--- Job ---
Can you write out the listing below word for word, leaving out the pictures?

--- Data for this task ---
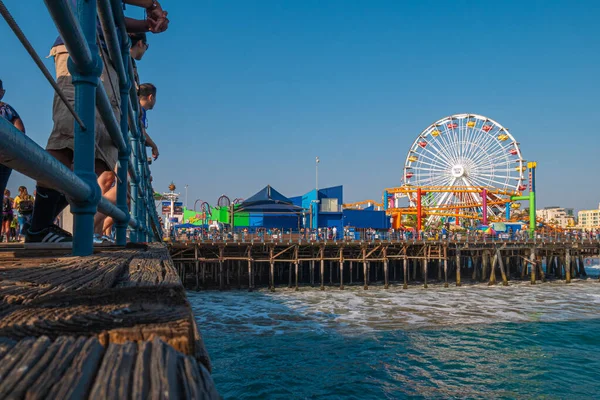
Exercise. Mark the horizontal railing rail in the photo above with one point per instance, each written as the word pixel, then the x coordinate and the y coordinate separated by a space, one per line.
pixel 78 28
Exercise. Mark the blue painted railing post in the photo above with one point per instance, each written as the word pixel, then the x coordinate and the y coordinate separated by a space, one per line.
pixel 85 81
pixel 140 195
pixel 123 156
pixel 133 184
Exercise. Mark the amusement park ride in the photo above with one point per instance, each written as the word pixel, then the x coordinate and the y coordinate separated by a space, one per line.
pixel 462 167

--- Answer to the task ---
Exercise. Mark the horizontal railing rail in the photo above with one point per instance, each written as the word pixel, then the x coordinate and the y coordinate separated by a space, one per line.
pixel 78 28
Exercise. Mark the blue painted railing post in the photo above with one point per instance, each written as the word pixel, then the x coordinate and the y coordinate separated by a space, one per line.
pixel 85 81
pixel 140 195
pixel 123 156
pixel 133 184
Exercise. Mark the amusement park ride in the photo above with one point per instance, each written as the word pixel, then the x coordinate and the y coordinate separated by a space, one per line.
pixel 462 167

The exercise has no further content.